» Objective 1: Count the lines in the collection entries below that contain the word "chair", and give only the number.

» Page text:
— Start —

SUPREME COURT OF QUEENSLAND

  

CITATION:

CAO v Hedges [2013] QCA 1

PARTIES:

CAO
(applicant)
v
HEDGES, Graham Arthur
(respondent)

FILE NO/S:

CA No 127 of 2012

DC No 3339 of 2011

DIVISION:

Court of Appeal

PROCEEDING:

Application for Leave s 118 DCA (Criminal)

ORIGINATING COURT:

District Court at Brisbane

DELIVERED ON:

1 February 2013

DELIVERED AT:

Brisbane 

HEARING DATE:

24 October 2012

JUDGES:

Fraser and Gotterson JJA and Daubney J

Separate reasons for judgment of each member of the Court, each concurring as to the orders made

ORDERS:

  1. Application for leave to appeal refused.
  2. Applicant’s application for a directions hearing refused.
  3. No order as to costs.

CATCHWORDS:

CRIMINAL LAW – GENERAL MATTERS – PARTICULAR OFFENCES – OFFENCES AGAINST THE PERSON – MISCELLANEOUS OFFENCES – OTHER MISCELLANEOUS OFFENCES AND MATTERS – where applicant convicted of breaching of a domestic violence order – where domestic violence order later revoked – whether domestic violence order void – whether terms of ouster order were authorised by the Domestic and Family Violence Protection Act 1989 (Qld)

EVIDENCE – ADMISSIBILITY AND RELEVANCY – IN GENERAL – OTHER CASES – where applicant contends that a copy of the domestic violence order was not complete – where affidavits and submissions filed after hearing – whether evidence tendered after hearing admissible

Crimes Act 1914 (Cth), s 23F

Domestic and Family Violence Protection Act 1989 (Qld), s 25, s 25A, s 80(1)(b)

— End —

» Objective 2:
Answer these questions from the Queensland court record above:
(a) On what date was the judgment delivered?
(b) Which court is listed as the originating court?
(c) What is the third of the orders made?

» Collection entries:
— Start —

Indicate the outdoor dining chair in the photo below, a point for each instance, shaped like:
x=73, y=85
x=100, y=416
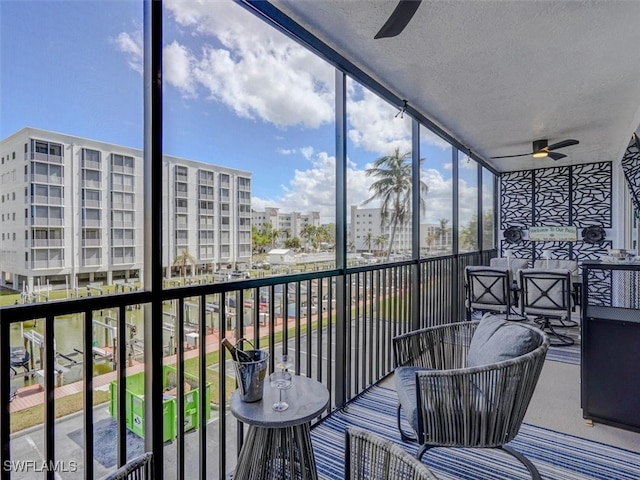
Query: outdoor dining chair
x=546, y=296
x=488, y=289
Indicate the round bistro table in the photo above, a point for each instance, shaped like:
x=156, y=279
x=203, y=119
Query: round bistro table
x=278, y=444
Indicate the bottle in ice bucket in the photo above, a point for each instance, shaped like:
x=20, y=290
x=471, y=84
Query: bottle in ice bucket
x=237, y=354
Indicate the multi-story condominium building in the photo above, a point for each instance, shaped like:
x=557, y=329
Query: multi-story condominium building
x=436, y=237
x=368, y=223
x=71, y=211
x=288, y=224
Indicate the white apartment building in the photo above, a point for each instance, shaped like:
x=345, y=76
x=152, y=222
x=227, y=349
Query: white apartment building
x=292, y=222
x=71, y=211
x=365, y=221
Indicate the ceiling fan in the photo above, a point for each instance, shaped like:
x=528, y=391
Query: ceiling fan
x=399, y=19
x=541, y=149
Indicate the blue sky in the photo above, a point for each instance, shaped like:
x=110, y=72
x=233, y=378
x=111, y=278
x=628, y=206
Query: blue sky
x=237, y=93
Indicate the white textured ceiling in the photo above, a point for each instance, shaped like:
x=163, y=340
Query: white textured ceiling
x=497, y=75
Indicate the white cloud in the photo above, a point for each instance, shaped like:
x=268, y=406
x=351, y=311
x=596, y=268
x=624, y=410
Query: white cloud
x=439, y=200
x=253, y=69
x=313, y=189
x=131, y=45
x=307, y=152
x=373, y=124
x=286, y=151
x=227, y=55
x=178, y=68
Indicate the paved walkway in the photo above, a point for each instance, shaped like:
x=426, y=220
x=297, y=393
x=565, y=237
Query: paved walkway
x=33, y=395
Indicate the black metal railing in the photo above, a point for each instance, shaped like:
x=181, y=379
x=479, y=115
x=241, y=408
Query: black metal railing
x=345, y=345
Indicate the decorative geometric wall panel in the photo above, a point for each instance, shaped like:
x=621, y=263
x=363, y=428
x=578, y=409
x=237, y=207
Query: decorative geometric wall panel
x=518, y=250
x=631, y=169
x=558, y=250
x=600, y=287
x=551, y=204
x=577, y=196
x=591, y=195
x=517, y=193
x=587, y=251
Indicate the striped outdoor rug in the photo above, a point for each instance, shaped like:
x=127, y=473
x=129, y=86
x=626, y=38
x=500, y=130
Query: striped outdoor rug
x=556, y=455
x=570, y=354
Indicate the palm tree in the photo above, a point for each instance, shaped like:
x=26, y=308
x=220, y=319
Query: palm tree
x=430, y=239
x=442, y=230
x=183, y=259
x=368, y=240
x=393, y=175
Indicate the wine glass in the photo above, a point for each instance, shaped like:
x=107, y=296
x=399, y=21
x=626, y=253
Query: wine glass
x=282, y=381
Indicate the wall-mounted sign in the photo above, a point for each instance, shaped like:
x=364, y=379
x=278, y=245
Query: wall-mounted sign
x=553, y=234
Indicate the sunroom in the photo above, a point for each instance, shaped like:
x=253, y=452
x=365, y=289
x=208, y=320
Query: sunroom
x=499, y=118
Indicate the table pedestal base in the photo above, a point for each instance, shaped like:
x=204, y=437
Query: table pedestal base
x=277, y=453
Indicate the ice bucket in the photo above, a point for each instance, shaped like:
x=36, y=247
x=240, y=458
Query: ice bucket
x=250, y=375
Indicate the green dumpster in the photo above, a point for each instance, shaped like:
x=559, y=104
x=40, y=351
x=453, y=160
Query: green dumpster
x=134, y=401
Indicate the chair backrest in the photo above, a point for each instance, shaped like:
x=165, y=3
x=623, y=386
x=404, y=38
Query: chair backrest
x=371, y=457
x=555, y=264
x=488, y=288
x=138, y=468
x=546, y=292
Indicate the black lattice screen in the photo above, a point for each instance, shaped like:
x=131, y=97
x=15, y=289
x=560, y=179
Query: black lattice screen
x=631, y=168
x=578, y=195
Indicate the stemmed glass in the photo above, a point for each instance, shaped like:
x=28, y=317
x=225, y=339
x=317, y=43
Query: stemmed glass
x=282, y=381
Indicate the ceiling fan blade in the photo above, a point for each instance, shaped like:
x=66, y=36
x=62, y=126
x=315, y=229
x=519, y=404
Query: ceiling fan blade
x=556, y=156
x=399, y=19
x=512, y=156
x=562, y=144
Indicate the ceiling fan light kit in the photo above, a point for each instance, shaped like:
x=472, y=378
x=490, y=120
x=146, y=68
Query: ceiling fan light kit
x=542, y=149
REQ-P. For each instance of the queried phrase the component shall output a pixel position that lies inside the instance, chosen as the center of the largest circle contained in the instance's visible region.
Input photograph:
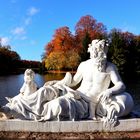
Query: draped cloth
(49, 103)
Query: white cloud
(32, 11)
(28, 21)
(5, 41)
(18, 31)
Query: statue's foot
(8, 99)
(3, 116)
(92, 117)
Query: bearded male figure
(96, 75)
(92, 99)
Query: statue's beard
(101, 64)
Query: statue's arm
(118, 87)
(77, 77)
(116, 80)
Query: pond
(11, 84)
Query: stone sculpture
(93, 99)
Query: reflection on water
(10, 86)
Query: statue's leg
(92, 110)
(125, 102)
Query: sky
(28, 25)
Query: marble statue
(93, 99)
(29, 86)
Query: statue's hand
(105, 95)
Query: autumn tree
(58, 49)
(87, 29)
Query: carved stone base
(68, 126)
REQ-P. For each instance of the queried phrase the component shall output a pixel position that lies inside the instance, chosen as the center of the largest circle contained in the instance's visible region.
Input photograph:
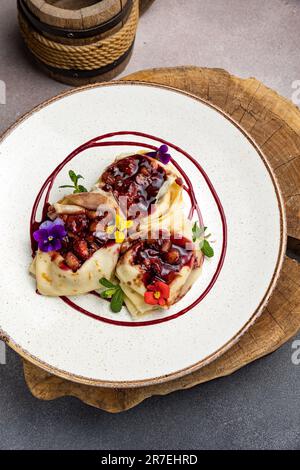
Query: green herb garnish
(114, 293)
(204, 245)
(78, 188)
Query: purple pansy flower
(50, 234)
(161, 154)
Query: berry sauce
(137, 178)
(163, 258)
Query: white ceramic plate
(239, 200)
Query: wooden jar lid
(79, 41)
(76, 14)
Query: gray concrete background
(258, 406)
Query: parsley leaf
(78, 188)
(113, 292)
(198, 234)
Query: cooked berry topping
(137, 178)
(162, 259)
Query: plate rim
(225, 347)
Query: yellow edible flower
(120, 228)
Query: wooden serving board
(274, 124)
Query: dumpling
(74, 248)
(157, 272)
(144, 188)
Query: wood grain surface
(274, 123)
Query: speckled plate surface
(239, 200)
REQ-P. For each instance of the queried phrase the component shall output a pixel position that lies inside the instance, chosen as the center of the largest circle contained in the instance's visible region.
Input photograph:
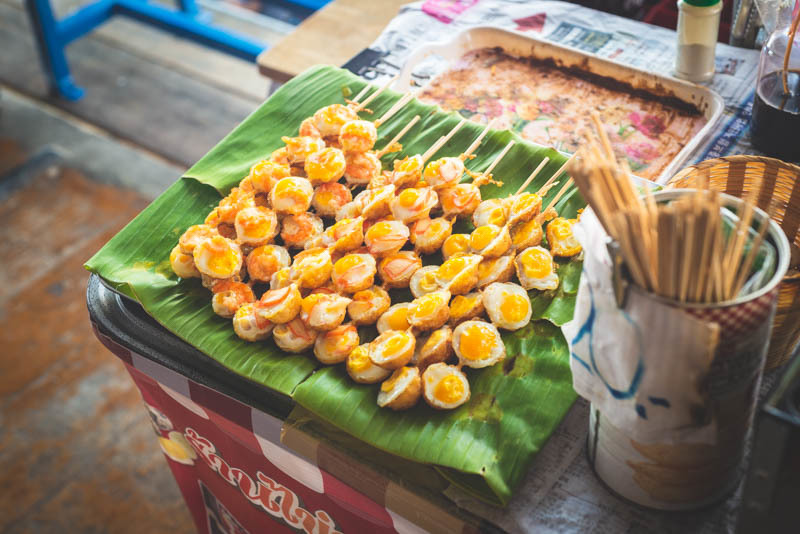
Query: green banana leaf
(487, 444)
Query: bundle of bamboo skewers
(679, 250)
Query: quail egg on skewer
(291, 195)
(312, 268)
(218, 258)
(323, 311)
(392, 349)
(508, 305)
(182, 264)
(298, 149)
(280, 305)
(281, 278)
(335, 345)
(353, 272)
(397, 269)
(527, 234)
(495, 270)
(248, 326)
(413, 204)
(407, 171)
(329, 198)
(294, 336)
(490, 241)
(455, 245)
(308, 128)
(466, 307)
(194, 235)
(445, 387)
(536, 269)
(460, 200)
(264, 261)
(459, 274)
(401, 390)
(361, 369)
(429, 235)
(492, 211)
(361, 168)
(478, 344)
(256, 226)
(523, 207)
(326, 165)
(377, 202)
(266, 173)
(423, 281)
(229, 296)
(330, 119)
(297, 230)
(430, 311)
(395, 318)
(560, 238)
(228, 207)
(438, 347)
(368, 305)
(358, 136)
(386, 237)
(444, 172)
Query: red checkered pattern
(738, 319)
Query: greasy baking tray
(432, 60)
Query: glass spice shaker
(775, 122)
(698, 28)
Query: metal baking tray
(431, 60)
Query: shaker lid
(702, 3)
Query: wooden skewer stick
(389, 146)
(533, 175)
(559, 171)
(400, 104)
(560, 194)
(360, 94)
(477, 141)
(441, 141)
(377, 93)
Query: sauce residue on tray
(551, 106)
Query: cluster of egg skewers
(334, 275)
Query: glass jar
(698, 28)
(775, 123)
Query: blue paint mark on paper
(659, 401)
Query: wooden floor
(77, 450)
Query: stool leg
(51, 50)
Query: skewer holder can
(673, 385)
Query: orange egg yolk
(396, 344)
(476, 342)
(359, 361)
(482, 237)
(408, 198)
(389, 384)
(536, 263)
(449, 389)
(452, 267)
(454, 244)
(427, 305)
(461, 305)
(398, 319)
(347, 262)
(514, 307)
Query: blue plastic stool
(53, 35)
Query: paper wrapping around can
(672, 387)
(643, 366)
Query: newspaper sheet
(560, 493)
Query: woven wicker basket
(737, 175)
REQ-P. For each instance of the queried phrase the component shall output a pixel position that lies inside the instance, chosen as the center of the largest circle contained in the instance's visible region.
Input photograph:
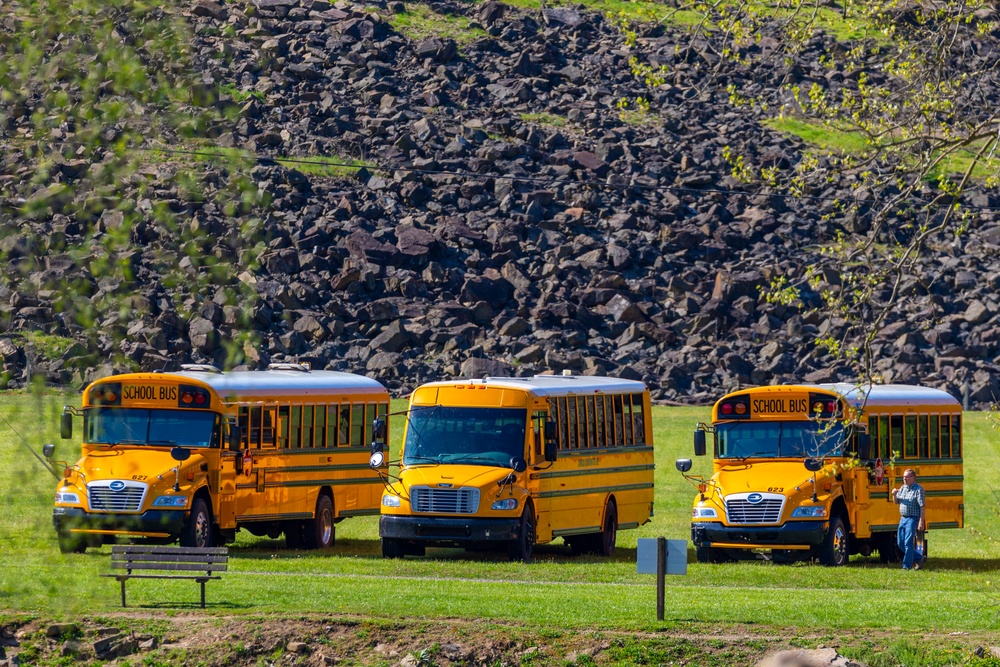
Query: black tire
(522, 548)
(605, 541)
(835, 550)
(197, 531)
(71, 544)
(392, 547)
(320, 532)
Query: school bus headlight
(505, 504)
(170, 501)
(809, 512)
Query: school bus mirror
(235, 437)
(550, 450)
(66, 426)
(864, 446)
(180, 453)
(378, 430)
(699, 443)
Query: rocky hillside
(520, 219)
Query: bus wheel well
(839, 509)
(204, 494)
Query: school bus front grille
(104, 498)
(740, 510)
(444, 501)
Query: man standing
(910, 498)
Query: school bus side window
(267, 429)
(934, 436)
(344, 435)
(896, 433)
(627, 415)
(563, 423)
(243, 419)
(320, 426)
(331, 426)
(956, 436)
(910, 435)
(602, 435)
(591, 420)
(945, 436)
(357, 425)
(574, 434)
(639, 418)
(295, 424)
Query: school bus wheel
(320, 532)
(197, 531)
(835, 549)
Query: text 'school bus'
(198, 454)
(514, 462)
(785, 476)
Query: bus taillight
(193, 397)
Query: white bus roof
(878, 395)
(283, 383)
(555, 385)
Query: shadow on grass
(209, 606)
(265, 549)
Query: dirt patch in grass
(181, 637)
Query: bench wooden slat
(122, 577)
(142, 549)
(169, 558)
(130, 557)
(170, 567)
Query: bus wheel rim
(327, 527)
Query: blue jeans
(906, 539)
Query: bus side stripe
(591, 471)
(596, 489)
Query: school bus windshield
(140, 426)
(776, 439)
(474, 436)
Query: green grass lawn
(956, 592)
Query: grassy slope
(956, 593)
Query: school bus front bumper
(791, 535)
(448, 531)
(151, 523)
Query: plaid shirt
(910, 499)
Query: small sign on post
(660, 556)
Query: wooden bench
(185, 562)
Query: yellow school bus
(806, 471)
(198, 454)
(514, 462)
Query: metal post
(661, 574)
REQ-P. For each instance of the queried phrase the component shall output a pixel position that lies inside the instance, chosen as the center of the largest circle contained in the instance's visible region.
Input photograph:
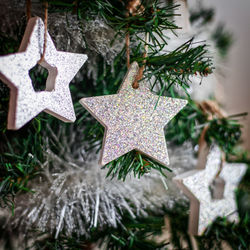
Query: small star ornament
(133, 119)
(56, 100)
(196, 184)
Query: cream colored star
(133, 119)
(195, 184)
(25, 103)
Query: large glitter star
(195, 184)
(25, 103)
(133, 119)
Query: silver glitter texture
(73, 196)
(195, 184)
(25, 103)
(133, 119)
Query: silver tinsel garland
(74, 196)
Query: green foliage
(223, 39)
(176, 67)
(203, 15)
(132, 162)
(225, 133)
(188, 124)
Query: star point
(195, 184)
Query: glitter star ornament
(196, 183)
(56, 100)
(133, 119)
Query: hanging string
(127, 43)
(140, 73)
(28, 9)
(45, 30)
(134, 7)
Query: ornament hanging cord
(28, 9)
(28, 14)
(140, 73)
(45, 30)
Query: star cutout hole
(217, 188)
(43, 77)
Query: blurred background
(235, 90)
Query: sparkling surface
(133, 119)
(25, 103)
(198, 182)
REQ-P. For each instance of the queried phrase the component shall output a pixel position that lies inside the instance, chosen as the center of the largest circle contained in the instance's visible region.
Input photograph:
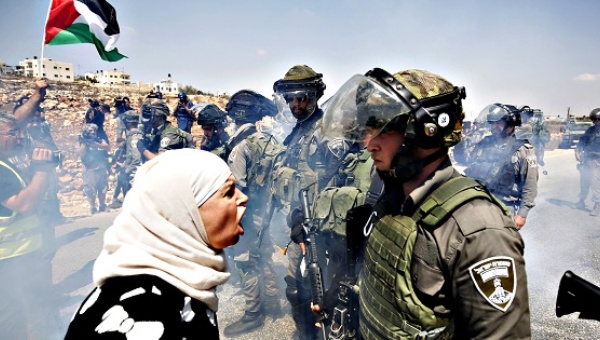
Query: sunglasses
(12, 133)
(299, 97)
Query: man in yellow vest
(26, 299)
(443, 258)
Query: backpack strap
(449, 196)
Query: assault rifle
(344, 322)
(577, 295)
(314, 271)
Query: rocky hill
(65, 106)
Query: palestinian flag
(84, 21)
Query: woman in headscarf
(162, 258)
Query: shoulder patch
(164, 142)
(496, 280)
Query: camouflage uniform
(443, 259)
(589, 148)
(253, 259)
(508, 169)
(303, 166)
(169, 137)
(250, 154)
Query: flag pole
(41, 64)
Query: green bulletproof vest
(332, 203)
(389, 306)
(294, 173)
(19, 235)
(265, 151)
(494, 168)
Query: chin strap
(407, 167)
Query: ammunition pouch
(331, 207)
(288, 182)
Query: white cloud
(588, 77)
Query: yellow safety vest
(19, 234)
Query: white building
(51, 69)
(112, 77)
(167, 86)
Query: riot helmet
(247, 106)
(130, 117)
(210, 114)
(89, 131)
(303, 84)
(93, 103)
(154, 113)
(500, 112)
(497, 112)
(425, 106)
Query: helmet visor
(360, 103)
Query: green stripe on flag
(80, 33)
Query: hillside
(65, 106)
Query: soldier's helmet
(302, 82)
(424, 105)
(210, 114)
(154, 107)
(497, 112)
(130, 117)
(524, 131)
(247, 106)
(89, 131)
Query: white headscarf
(160, 231)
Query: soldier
(588, 153)
(304, 165)
(133, 157)
(506, 164)
(213, 122)
(441, 245)
(351, 186)
(540, 135)
(164, 135)
(93, 150)
(250, 157)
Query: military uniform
(464, 277)
(133, 157)
(347, 189)
(169, 137)
(589, 148)
(253, 253)
(508, 169)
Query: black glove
(142, 145)
(297, 233)
(295, 220)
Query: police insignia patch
(495, 279)
(165, 142)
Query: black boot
(248, 322)
(271, 306)
(596, 210)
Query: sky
(541, 53)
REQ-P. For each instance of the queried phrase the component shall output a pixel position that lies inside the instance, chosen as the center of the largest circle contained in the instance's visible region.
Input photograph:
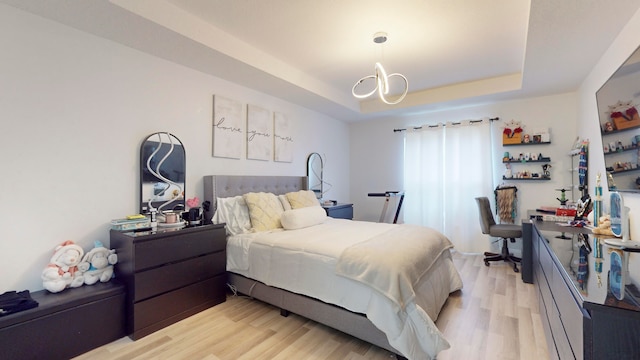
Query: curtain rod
(455, 123)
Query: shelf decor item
(624, 115)
(512, 133)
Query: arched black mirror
(162, 173)
(314, 174)
(618, 105)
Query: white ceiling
(311, 52)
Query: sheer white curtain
(445, 169)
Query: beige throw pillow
(265, 210)
(302, 198)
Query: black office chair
(502, 231)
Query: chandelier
(381, 79)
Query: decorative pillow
(302, 198)
(285, 202)
(303, 217)
(265, 210)
(234, 212)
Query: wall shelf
(529, 143)
(547, 159)
(624, 171)
(618, 131)
(527, 179)
(630, 148)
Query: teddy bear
(62, 271)
(97, 264)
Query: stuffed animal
(604, 226)
(62, 271)
(97, 264)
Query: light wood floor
(495, 316)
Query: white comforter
(305, 261)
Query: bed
(322, 269)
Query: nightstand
(169, 274)
(339, 211)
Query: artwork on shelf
(228, 129)
(512, 133)
(259, 131)
(282, 138)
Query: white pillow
(285, 202)
(303, 217)
(265, 210)
(302, 198)
(234, 212)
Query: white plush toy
(62, 271)
(97, 264)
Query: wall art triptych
(268, 135)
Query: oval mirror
(162, 173)
(314, 174)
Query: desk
(581, 318)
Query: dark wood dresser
(169, 274)
(580, 316)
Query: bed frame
(357, 325)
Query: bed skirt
(356, 325)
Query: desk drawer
(166, 278)
(571, 314)
(177, 247)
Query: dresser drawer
(160, 311)
(177, 247)
(546, 262)
(559, 336)
(571, 315)
(176, 275)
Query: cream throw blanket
(391, 269)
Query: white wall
(74, 110)
(377, 152)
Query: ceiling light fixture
(381, 78)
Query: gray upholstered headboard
(216, 186)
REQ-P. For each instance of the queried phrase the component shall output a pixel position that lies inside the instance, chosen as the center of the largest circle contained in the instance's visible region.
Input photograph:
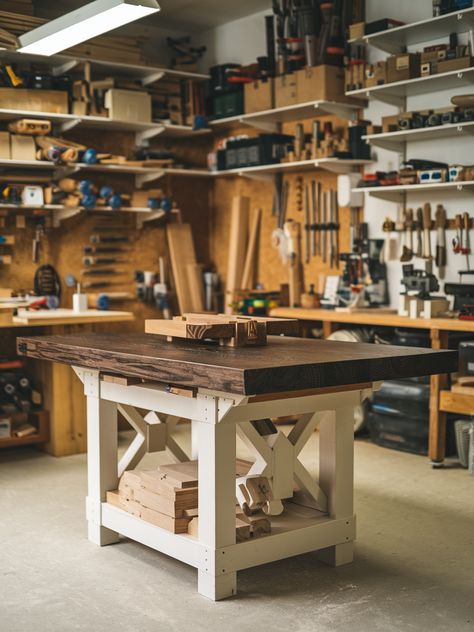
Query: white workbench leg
(336, 476)
(216, 506)
(102, 465)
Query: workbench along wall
(454, 150)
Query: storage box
(5, 150)
(286, 90)
(53, 101)
(22, 147)
(258, 96)
(128, 105)
(319, 83)
(455, 64)
(403, 67)
(357, 31)
(375, 74)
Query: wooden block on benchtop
(175, 525)
(190, 331)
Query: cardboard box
(357, 31)
(259, 96)
(375, 74)
(403, 67)
(455, 64)
(53, 101)
(5, 149)
(22, 147)
(128, 105)
(286, 90)
(319, 83)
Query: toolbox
(259, 96)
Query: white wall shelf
(60, 64)
(396, 141)
(269, 119)
(397, 193)
(395, 93)
(335, 165)
(398, 39)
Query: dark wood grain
(285, 364)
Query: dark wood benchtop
(285, 364)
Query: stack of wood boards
(119, 49)
(168, 498)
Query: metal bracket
(152, 77)
(66, 213)
(66, 126)
(143, 178)
(64, 68)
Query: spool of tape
(345, 196)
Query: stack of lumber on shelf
(168, 498)
(119, 49)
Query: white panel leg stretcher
(318, 516)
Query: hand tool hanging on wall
(441, 239)
(407, 253)
(324, 222)
(307, 227)
(427, 231)
(39, 234)
(458, 240)
(419, 232)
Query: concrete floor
(414, 567)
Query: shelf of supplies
(60, 64)
(269, 119)
(398, 39)
(396, 141)
(396, 193)
(395, 93)
(335, 165)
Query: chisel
(441, 239)
(426, 231)
(307, 224)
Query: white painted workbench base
(215, 419)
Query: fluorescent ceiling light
(83, 24)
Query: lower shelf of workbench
(298, 530)
(457, 403)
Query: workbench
(439, 329)
(62, 391)
(221, 390)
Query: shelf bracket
(64, 68)
(143, 137)
(143, 178)
(152, 77)
(270, 128)
(68, 125)
(340, 110)
(389, 98)
(262, 177)
(65, 213)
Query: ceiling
(189, 16)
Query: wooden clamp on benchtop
(232, 331)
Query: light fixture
(89, 21)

— End —

» Task output 1: 5

» Task output 2:
(a) 1 February 2013
(b) District Court at Brisbane
(c) No order as to costs.